#### Input material
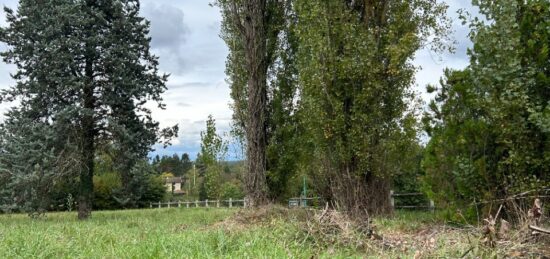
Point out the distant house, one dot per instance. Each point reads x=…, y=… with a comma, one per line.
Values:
x=174, y=185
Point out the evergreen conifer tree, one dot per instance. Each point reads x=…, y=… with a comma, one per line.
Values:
x=84, y=67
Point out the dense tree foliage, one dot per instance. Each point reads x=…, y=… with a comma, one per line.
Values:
x=489, y=122
x=251, y=29
x=213, y=152
x=355, y=72
x=85, y=70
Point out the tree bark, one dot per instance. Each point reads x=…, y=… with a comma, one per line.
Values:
x=254, y=30
x=86, y=192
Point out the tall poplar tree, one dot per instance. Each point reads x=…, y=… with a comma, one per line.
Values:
x=84, y=68
x=251, y=29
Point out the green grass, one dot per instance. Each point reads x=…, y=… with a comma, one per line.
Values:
x=203, y=233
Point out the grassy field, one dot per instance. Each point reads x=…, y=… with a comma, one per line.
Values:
x=219, y=233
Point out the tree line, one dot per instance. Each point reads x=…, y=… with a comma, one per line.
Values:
x=320, y=89
x=323, y=89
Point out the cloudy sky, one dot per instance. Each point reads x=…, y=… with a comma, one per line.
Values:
x=185, y=35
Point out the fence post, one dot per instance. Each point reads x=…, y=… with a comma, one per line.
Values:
x=392, y=200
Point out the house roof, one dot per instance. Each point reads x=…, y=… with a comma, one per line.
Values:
x=174, y=180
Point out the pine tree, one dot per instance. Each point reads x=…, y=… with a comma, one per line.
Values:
x=85, y=67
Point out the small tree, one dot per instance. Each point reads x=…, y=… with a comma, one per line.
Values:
x=213, y=151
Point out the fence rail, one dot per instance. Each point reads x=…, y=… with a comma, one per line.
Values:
x=393, y=196
x=195, y=204
x=292, y=202
x=311, y=201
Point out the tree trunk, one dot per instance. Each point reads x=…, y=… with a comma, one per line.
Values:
x=255, y=46
x=86, y=192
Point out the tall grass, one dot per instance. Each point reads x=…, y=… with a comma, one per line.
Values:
x=205, y=233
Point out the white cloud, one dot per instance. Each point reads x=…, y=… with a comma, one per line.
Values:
x=186, y=38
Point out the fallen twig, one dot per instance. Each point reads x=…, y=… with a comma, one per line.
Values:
x=539, y=229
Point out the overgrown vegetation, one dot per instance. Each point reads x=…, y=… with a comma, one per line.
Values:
x=266, y=232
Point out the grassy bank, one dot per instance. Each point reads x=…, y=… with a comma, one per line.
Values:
x=206, y=233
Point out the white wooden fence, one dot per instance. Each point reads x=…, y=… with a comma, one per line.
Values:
x=430, y=206
x=195, y=204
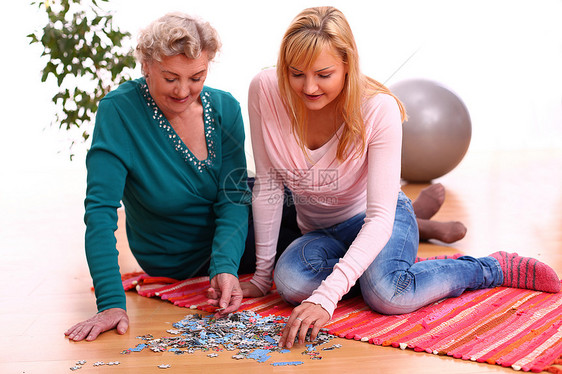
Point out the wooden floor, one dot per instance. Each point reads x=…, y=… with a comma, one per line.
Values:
x=508, y=200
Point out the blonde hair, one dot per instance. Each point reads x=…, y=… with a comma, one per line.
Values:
x=176, y=33
x=309, y=33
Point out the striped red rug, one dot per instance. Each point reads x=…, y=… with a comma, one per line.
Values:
x=510, y=327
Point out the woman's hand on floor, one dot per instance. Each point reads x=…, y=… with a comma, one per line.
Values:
x=100, y=323
x=250, y=290
x=225, y=293
x=305, y=315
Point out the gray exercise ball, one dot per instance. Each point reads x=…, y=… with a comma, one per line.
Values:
x=437, y=133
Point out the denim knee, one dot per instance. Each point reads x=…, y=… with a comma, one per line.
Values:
x=390, y=299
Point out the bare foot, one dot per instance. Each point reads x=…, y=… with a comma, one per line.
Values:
x=447, y=232
x=429, y=201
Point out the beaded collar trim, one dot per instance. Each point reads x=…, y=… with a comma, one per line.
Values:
x=175, y=140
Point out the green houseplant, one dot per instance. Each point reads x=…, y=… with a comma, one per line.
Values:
x=86, y=56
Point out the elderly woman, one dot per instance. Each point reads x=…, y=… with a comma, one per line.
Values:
x=172, y=150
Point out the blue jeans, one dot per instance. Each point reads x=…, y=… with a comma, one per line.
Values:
x=393, y=283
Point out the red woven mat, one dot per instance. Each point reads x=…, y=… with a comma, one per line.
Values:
x=510, y=327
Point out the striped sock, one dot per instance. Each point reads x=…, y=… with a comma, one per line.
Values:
x=526, y=272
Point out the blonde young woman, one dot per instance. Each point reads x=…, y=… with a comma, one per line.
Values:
x=333, y=137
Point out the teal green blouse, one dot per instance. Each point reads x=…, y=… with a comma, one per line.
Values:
x=181, y=212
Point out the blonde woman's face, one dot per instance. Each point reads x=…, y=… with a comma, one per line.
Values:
x=322, y=82
x=176, y=82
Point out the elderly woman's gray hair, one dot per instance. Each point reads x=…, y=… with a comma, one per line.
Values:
x=174, y=34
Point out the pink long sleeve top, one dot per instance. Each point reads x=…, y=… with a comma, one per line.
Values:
x=326, y=191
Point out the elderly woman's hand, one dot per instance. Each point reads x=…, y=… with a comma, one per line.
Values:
x=250, y=290
x=225, y=292
x=101, y=322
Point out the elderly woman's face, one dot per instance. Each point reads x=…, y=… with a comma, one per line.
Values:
x=176, y=82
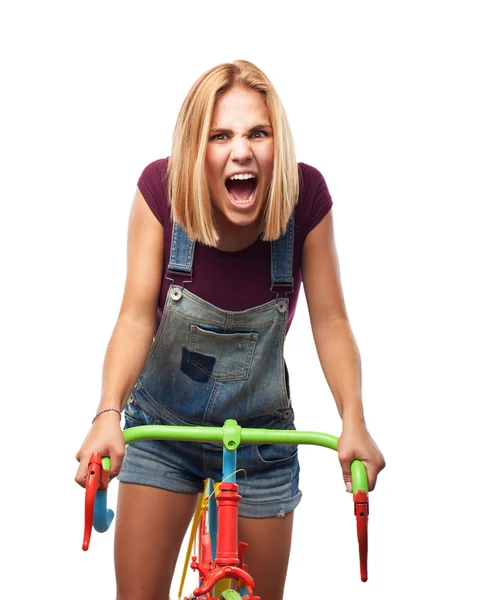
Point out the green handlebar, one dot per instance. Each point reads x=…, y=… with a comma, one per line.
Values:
x=232, y=435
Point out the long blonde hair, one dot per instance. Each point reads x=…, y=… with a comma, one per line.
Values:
x=188, y=189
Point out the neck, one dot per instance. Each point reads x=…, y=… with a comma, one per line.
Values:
x=234, y=237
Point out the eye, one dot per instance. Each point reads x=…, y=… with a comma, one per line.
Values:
x=258, y=134
x=218, y=137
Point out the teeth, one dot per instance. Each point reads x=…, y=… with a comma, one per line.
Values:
x=243, y=176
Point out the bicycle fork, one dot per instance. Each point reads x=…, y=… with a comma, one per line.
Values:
x=228, y=562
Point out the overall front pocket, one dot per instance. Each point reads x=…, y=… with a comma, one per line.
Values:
x=222, y=356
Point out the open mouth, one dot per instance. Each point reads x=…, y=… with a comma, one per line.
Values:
x=241, y=188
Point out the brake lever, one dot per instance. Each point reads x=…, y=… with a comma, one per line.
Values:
x=96, y=485
x=361, y=511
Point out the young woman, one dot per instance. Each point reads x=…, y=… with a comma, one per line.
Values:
x=221, y=235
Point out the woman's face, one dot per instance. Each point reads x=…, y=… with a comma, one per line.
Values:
x=239, y=157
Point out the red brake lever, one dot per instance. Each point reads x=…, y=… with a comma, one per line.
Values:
x=97, y=480
x=361, y=510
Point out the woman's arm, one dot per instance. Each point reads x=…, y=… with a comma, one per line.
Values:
x=131, y=338
x=337, y=349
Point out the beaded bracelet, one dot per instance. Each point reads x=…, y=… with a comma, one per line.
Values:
x=106, y=410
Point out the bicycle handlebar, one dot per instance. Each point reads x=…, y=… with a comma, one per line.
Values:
x=231, y=435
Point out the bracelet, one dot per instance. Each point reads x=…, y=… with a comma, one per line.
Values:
x=105, y=410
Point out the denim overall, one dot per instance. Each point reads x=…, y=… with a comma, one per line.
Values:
x=207, y=365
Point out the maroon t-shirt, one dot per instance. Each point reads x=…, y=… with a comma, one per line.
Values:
x=240, y=280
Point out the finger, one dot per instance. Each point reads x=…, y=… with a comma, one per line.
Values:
x=116, y=460
x=346, y=469
x=82, y=473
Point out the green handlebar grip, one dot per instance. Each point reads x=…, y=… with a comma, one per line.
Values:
x=359, y=476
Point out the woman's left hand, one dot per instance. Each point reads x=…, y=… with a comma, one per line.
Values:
x=354, y=443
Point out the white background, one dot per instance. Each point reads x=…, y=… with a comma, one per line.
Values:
x=382, y=98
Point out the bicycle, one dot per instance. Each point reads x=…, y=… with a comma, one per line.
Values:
x=220, y=559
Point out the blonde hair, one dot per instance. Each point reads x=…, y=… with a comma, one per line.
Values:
x=188, y=189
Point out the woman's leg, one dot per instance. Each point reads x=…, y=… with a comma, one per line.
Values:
x=267, y=556
x=149, y=530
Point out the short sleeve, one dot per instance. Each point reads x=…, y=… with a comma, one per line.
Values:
x=314, y=193
x=153, y=185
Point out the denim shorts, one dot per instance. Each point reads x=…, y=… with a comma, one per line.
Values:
x=268, y=489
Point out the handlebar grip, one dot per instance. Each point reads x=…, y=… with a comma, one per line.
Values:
x=359, y=476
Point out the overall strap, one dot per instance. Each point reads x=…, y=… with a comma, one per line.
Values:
x=282, y=259
x=182, y=252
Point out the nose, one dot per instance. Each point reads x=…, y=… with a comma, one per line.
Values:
x=240, y=149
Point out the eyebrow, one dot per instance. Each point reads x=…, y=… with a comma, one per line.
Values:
x=230, y=131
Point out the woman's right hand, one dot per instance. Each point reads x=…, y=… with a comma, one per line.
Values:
x=105, y=437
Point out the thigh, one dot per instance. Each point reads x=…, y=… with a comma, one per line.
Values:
x=150, y=526
x=267, y=556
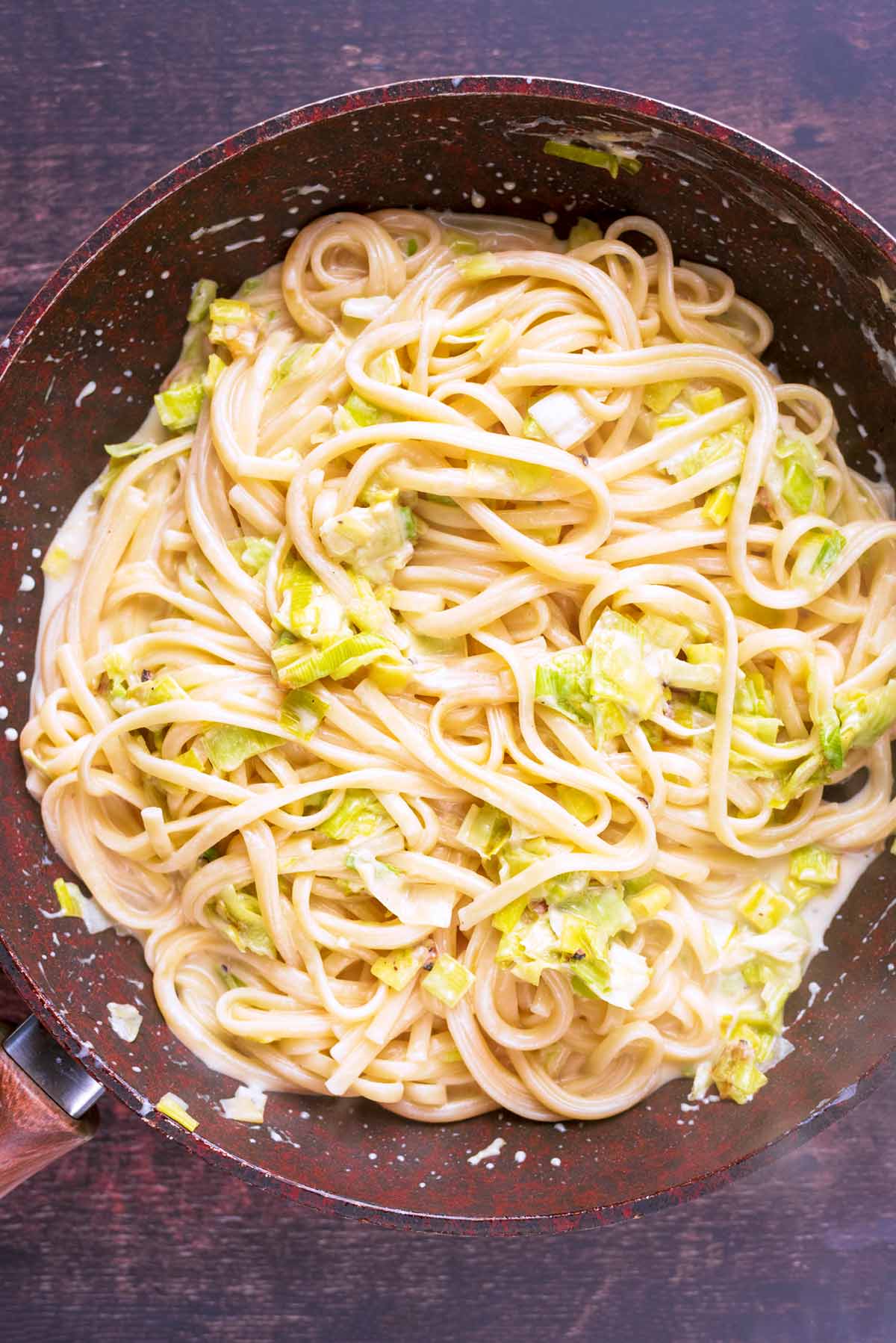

#### Written problem
Give the lines from the one with "Point out the striped red" to the one with "x=333, y=137" again, replacing every "Values" with "Points" and keeping everything else the same.

#### Response to this exercise
Point out the striped red rug, one dot per instance. Each point reads x=…, y=… with a comma, one per line.
Points:
x=510, y=327
Point out the woman's hand on floor, one dot per instance. Each point reads x=…, y=… with a comma, one per line.
Points:
x=100, y=323
x=250, y=290
x=225, y=293
x=305, y=315
Point out the gray exercise ball, one dot per instance. Each point reads x=…, y=… with a comma, one per line.
Points:
x=437, y=133
Point out the denim knee, one dot per instance. Each point reads x=…, y=… with a comma, one per line.
Points:
x=390, y=299
Point out the bare foot, one dot per instance. Each point reads x=…, y=… with a comma, one per line.
Points:
x=447, y=232
x=429, y=201
Point out the beaded collar trim, one dot per instance. Each point reads x=…, y=… with a comma, one per line.
Points:
x=175, y=140
Point out the green houseplant, one dot per instance. Each point reads x=…, y=… with a comma, one per line.
Points:
x=86, y=56
Point out the elderly woman, one dot per instance. Each point reads x=…, y=… with a comma, one per line.
Points:
x=172, y=150
Point out the blue jeans, one dot per instance. Each point reads x=…, y=… with a comma, one per line.
Points:
x=393, y=283
Point out the red woven mat, one dot per instance. Each point reads x=…, y=… with a comma, one per line.
Points:
x=510, y=327
Point out the striped sock, one dot per instance. Each point reads x=…, y=… with a comma, one per line.
Points:
x=526, y=272
Point out the blonde young woman, one dot per instance. Each point reads x=…, y=… with a comma, one per line.
Points:
x=333, y=137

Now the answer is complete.